## WORK ORDER 1
In the blog post below about the writer's mother, why did the mother move from Palm Beach, Florida to Maine?
## WORK ORDER 2
Answer these questions from the blog post below about the writer's mother.
(a) What age did the mother turn in January?
(b) Where is the writer's brother Martin a Law Professor and Associate Dean?
(c) In what year did the mother lose her front teeth, and how old was she?

By Roz Rogoff
MotherUploaded: May 8, 2014
I sent my mother a Mother's Day card over the weekend, but don't expect this blog to be a sappy paean to my mother or mothers in general. Our relationship isn't at the warm, fuzzy level.
My mother, and she's always referred to as "mother," and not "mom," or "mama," or "ma," or "mommy," turned 98 in January. She lives in a very nice, upscale retirement community in Scarborough, Maine. She moved from Palm Beach, Florida to Maine to be near my brother and his sons.
My brother Martin is a Law Professor and Associate Dean at the University of Southern Maine in Portland. He and my Sister-in-Law, Linda, are able to visit mother regularly and chauffeur her around to family functions at their home in Portland or their oldest son's home in Freeport.
I visited them last fall in Freeport and took some photos of mother and other family members. I'm posting one of mother taking her teeth out, which is very unusual for her. She lost her front teeth in 1930 when she was 16. I never saw her take out the bridge until last year.

## DATASET CONTENT
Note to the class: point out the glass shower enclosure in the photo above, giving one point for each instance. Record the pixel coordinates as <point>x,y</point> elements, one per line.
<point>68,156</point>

## RESPONSE 1
She moved to be near the writer's brother and his sons.

## RESPONSE 2
(a) 98.
(b) At the University of Southern Maine in Portland.
(c) In 1930, when she was 16.